- [WORK TASK]: Could the data below please be reproduced word for word, without the pictures?

--- SOURCE MATERIAL Enclosed Below ---

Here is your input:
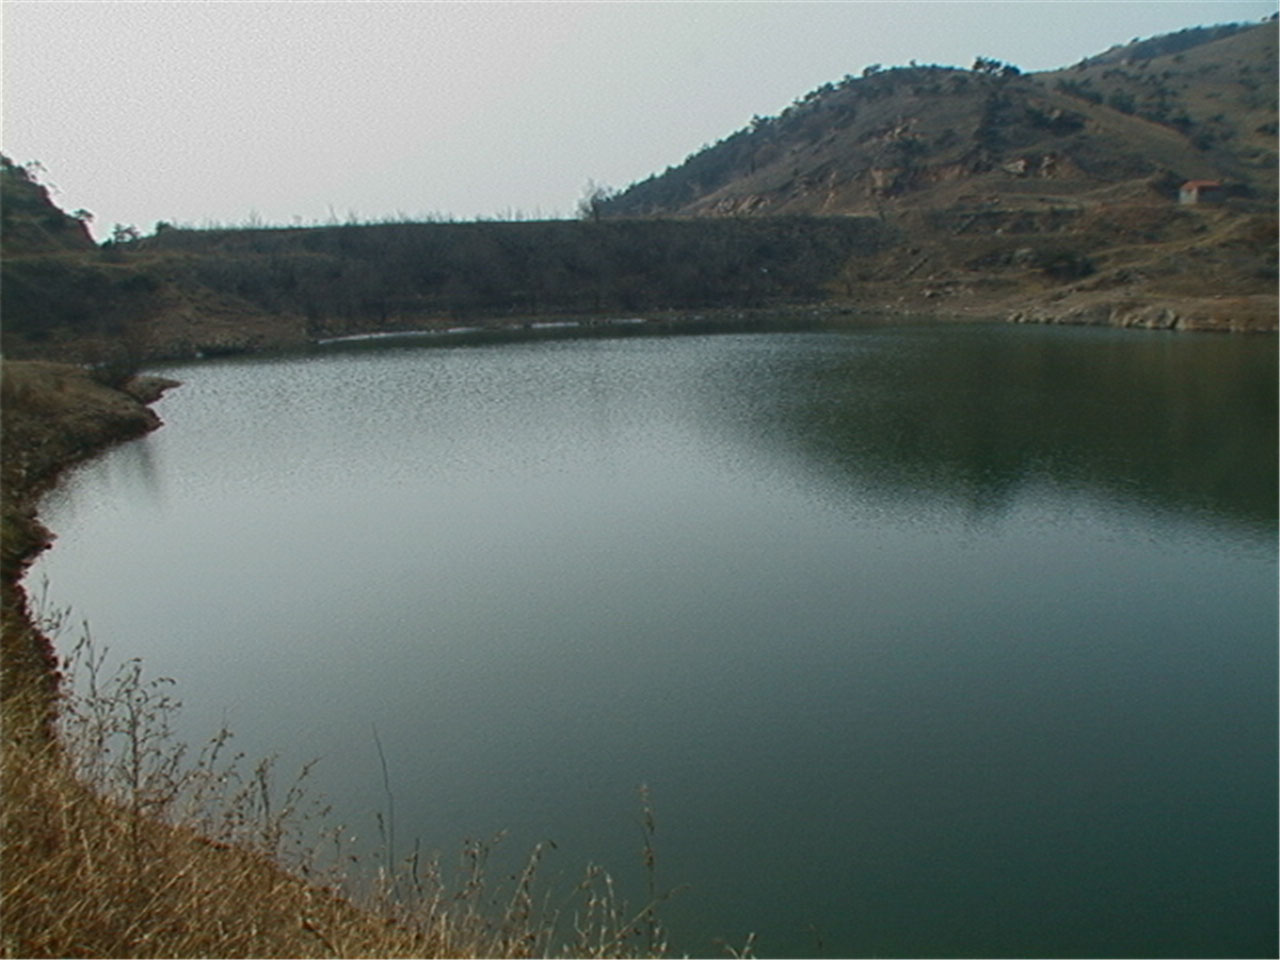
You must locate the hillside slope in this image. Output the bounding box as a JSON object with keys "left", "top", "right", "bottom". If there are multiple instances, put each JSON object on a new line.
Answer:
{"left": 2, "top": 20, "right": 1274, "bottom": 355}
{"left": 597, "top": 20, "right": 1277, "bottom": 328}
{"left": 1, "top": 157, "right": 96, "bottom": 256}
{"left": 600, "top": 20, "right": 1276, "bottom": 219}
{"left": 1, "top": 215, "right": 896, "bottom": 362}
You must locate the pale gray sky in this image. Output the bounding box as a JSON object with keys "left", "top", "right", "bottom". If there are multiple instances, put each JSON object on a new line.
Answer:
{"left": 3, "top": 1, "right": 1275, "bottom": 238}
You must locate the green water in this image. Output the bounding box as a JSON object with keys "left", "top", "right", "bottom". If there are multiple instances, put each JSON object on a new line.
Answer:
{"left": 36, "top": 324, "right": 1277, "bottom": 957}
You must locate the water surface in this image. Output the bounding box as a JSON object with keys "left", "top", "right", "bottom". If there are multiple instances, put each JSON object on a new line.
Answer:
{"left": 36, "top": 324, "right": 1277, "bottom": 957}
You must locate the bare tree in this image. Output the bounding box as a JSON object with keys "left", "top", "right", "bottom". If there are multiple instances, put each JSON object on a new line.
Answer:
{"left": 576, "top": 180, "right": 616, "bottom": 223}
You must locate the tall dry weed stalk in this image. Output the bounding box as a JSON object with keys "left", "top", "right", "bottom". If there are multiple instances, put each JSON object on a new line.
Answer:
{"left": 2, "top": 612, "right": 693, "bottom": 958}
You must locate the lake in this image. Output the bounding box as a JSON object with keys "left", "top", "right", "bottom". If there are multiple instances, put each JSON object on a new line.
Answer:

--- End of Enclosed SOURCE MATERIAL ---

- [RESULT OF THIS EXERCISE]:
Here is your input:
You must locate the hillside slope in this image. Output the bounding box as a JSON object with keys "left", "top", "right", "bottom". If there are multiple instances, put each JSON object on a new line.
Answer:
{"left": 2, "top": 20, "right": 1274, "bottom": 355}
{"left": 597, "top": 20, "right": 1277, "bottom": 328}
{"left": 1, "top": 157, "right": 96, "bottom": 256}
{"left": 600, "top": 20, "right": 1276, "bottom": 219}
{"left": 1, "top": 215, "right": 896, "bottom": 362}
You must locate the pale gray sky in this image. Output the bounding box as a JSON object with keys "left", "top", "right", "bottom". If there are multiple instances, put each JSON object on a new line.
Answer:
{"left": 3, "top": 1, "right": 1275, "bottom": 238}
You must locate the green water in this image. Output the bounding box as a JSON object with keys "left", "top", "right", "bottom". If there are multiple instances, put each JSON object on a new line.
Answer:
{"left": 36, "top": 324, "right": 1277, "bottom": 957}
You must locate the water surface in this image. Output the bounding box as a JSON object with keys "left", "top", "right", "bottom". If there are multiple instances, put each JSON object on a new line.
Answer:
{"left": 36, "top": 324, "right": 1277, "bottom": 957}
You must locate the bare tree in this image. Output the bounding box as a JSON object with keys "left", "top", "right", "bottom". If there are multiple instances, put each JSON object on a new line.
Answer:
{"left": 576, "top": 180, "right": 616, "bottom": 223}
You must locate the tall dry weed stalk in this image. Output the bounding box as a JSON object with keys "left", "top", "right", "bottom". If there are multiple instances, put each JSON object on a new line.
Answer:
{"left": 2, "top": 612, "right": 693, "bottom": 958}
You must locate the lake in this image. Output the bounding box as a JSON object with keys "left", "top", "right", "bottom". If there are multiple instances, put each JSON object on a new line.
Answer:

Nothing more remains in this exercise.